> [STUDY QUESTIONS]
1. Condense the paragraph of the LLM agents survey that begins "LLM-based agents represent a fundamental shift" into a shorter version that keeps its main facts.
2. Reproduce, word for word, the part of the LLM agents survey that opens with the words "1. Planning Architectures" and closes with "Action → ...".
3. List every focus area named in the header of the LLM agents survey.

> [TEXT SEGMENT]
Phase 1.1: LLM Agents & Tool Use Survey
Created: 2026-02-18 20:45 CST Phase: 1 - Breadth Survey Focus: Planning loops, action selection, tool calling, error recovery, long-horizon execution
Executive Summary
LLM-based agents represent a fundamental shift from static language models to dynamic systems that can reason, act, and adapt over extended time horizons. This survey examines the mechanisms by which agents plan, select tools, execute actions, recover from errors, and maintain coherence across long-horizon tasks.
Key insight for personality emergence: Agent behavior is shaped not just by prompts, but by the interaction loop between reasoning, action, observation, and reflection. This loop creates opportunities for behavioral divergence even in identical base models.
1. Planning Architectures
1.1 ReAct (Reasoning + Acting)
Source: Yao et al., 2022 (arXiv:2210.03629)
Core mechanism: Interleaves reasoning traces with task-specific actions.
Thought → Action → Observation → Thought → Action → ...

> [DATASET]
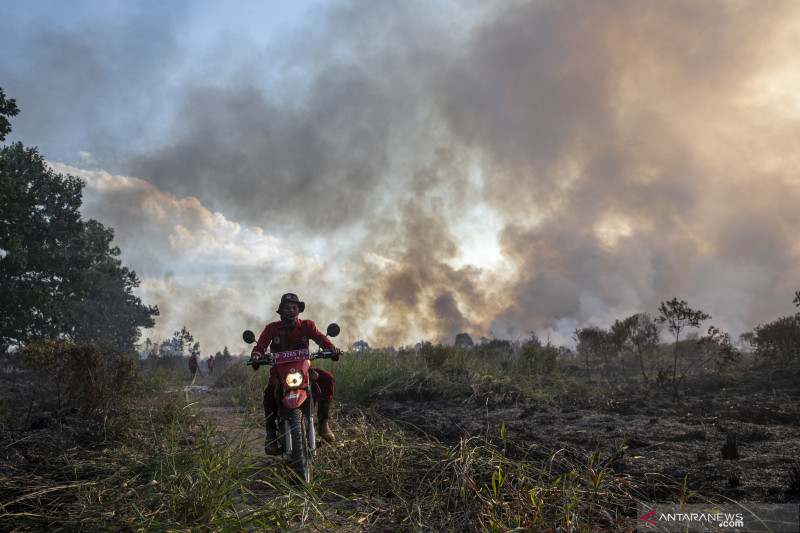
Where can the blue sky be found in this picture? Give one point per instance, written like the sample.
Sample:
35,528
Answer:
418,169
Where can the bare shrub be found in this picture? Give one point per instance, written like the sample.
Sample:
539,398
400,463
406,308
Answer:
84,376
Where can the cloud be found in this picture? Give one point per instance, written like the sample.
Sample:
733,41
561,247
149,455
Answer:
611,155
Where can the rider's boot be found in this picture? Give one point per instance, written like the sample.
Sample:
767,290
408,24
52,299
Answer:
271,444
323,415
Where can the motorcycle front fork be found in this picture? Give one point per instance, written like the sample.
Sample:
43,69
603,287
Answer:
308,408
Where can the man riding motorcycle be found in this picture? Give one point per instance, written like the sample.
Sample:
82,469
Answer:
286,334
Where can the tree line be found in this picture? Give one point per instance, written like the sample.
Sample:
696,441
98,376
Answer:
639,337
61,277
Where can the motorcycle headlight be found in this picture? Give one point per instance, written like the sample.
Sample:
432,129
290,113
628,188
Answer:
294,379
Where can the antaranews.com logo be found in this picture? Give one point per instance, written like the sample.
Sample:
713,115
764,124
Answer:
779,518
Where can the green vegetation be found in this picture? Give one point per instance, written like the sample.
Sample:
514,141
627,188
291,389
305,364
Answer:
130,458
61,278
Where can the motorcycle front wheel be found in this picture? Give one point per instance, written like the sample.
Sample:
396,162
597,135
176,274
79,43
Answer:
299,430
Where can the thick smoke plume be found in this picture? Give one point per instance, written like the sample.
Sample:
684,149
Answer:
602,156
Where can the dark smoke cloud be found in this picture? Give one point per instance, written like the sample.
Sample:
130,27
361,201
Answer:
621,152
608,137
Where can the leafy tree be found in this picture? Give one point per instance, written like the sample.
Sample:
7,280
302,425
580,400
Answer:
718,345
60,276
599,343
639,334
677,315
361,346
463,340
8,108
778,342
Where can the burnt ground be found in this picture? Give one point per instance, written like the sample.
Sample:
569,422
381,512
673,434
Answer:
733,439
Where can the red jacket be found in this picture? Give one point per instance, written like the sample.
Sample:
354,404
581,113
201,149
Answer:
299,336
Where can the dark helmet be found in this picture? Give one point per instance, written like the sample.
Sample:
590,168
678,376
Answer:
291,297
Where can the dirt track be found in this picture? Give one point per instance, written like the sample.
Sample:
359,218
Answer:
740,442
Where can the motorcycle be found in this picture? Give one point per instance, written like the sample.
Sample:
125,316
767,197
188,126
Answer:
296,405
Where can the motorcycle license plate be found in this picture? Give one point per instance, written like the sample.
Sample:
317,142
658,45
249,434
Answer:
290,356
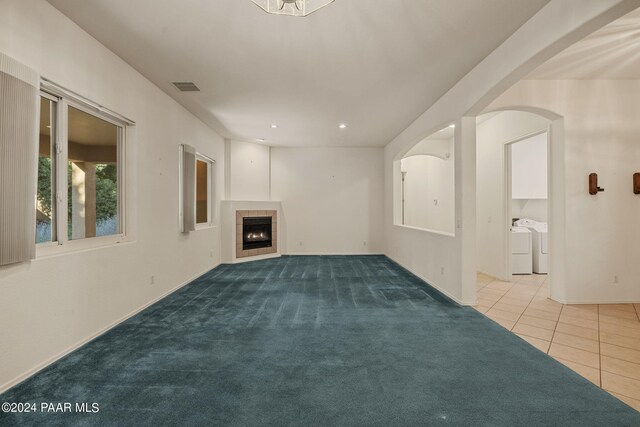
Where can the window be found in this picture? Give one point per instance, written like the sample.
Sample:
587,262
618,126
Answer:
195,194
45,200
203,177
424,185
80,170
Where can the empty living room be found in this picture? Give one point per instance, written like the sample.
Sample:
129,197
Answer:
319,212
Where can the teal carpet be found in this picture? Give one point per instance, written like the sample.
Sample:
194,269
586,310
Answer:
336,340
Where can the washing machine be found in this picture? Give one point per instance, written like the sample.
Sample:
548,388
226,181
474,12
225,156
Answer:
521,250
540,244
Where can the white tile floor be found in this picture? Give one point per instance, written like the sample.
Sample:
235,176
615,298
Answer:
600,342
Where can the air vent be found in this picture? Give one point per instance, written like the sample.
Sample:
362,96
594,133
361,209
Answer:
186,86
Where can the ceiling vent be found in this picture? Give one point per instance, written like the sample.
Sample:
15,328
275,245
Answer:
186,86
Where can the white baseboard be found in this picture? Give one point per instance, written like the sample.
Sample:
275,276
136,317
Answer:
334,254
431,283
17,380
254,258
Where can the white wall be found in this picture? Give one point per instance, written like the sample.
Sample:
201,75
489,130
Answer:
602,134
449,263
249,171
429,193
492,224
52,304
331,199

...

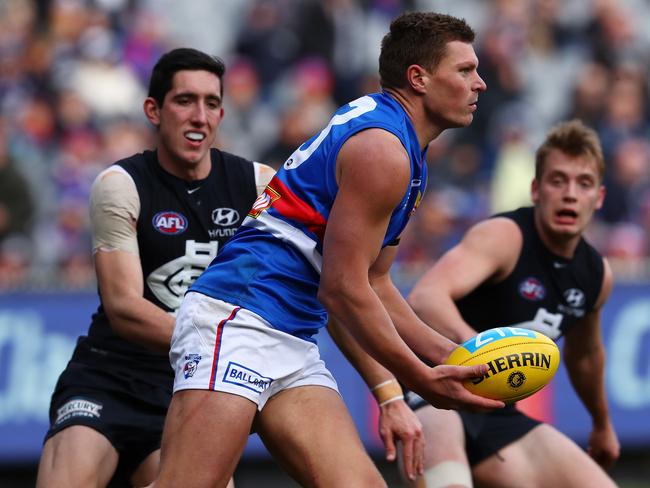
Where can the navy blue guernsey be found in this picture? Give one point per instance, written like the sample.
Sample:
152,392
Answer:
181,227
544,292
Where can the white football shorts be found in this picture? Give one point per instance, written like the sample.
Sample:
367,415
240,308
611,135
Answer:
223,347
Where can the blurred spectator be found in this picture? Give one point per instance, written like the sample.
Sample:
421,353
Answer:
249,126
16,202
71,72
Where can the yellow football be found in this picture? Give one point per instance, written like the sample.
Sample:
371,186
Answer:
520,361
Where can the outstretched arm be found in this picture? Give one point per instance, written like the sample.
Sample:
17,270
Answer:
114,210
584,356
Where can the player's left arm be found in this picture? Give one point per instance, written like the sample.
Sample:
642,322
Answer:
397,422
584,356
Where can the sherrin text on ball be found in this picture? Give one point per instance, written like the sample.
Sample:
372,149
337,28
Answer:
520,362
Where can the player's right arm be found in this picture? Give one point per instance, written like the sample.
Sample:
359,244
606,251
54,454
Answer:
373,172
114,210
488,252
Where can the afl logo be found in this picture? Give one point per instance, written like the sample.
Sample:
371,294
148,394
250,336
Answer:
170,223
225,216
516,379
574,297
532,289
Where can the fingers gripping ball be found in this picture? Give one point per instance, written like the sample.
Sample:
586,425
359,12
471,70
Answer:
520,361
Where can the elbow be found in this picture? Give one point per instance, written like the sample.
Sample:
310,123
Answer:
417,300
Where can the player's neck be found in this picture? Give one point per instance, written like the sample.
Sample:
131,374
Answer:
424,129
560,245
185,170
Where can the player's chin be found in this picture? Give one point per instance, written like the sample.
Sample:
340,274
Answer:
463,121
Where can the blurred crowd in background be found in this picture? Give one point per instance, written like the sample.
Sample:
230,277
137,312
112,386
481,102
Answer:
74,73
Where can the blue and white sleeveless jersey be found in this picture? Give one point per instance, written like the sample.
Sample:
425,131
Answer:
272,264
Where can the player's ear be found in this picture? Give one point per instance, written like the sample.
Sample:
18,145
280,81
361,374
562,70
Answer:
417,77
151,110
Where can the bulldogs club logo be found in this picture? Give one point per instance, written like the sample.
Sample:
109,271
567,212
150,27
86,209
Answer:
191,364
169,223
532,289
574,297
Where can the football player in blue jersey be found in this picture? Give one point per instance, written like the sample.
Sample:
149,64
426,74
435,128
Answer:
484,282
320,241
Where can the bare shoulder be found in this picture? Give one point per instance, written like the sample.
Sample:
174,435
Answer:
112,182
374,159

> [RESPONSES BY TASK]
1. LLM-based agents move beyond static language models. They are dynamic systems that reason, act, and adapt over long time horizons. The survey examines how such agents plan, select tools, execute actions, recover from errors, and stay coherent across long-horizon tasks.

2.
1. Planning Architectures
1.1 ReAct (Reasoning + Acting)
Source: Yao et al., 2022 (arXiv:2210.03629)
Core mechanism: Interleaves reasoning traces with task-specific actions.
Thought → Action → Observation → Thought → Action → ...

3.
- Planning loops
- Action selection
- Tool calling
- Error recovery
- Long-horizon execution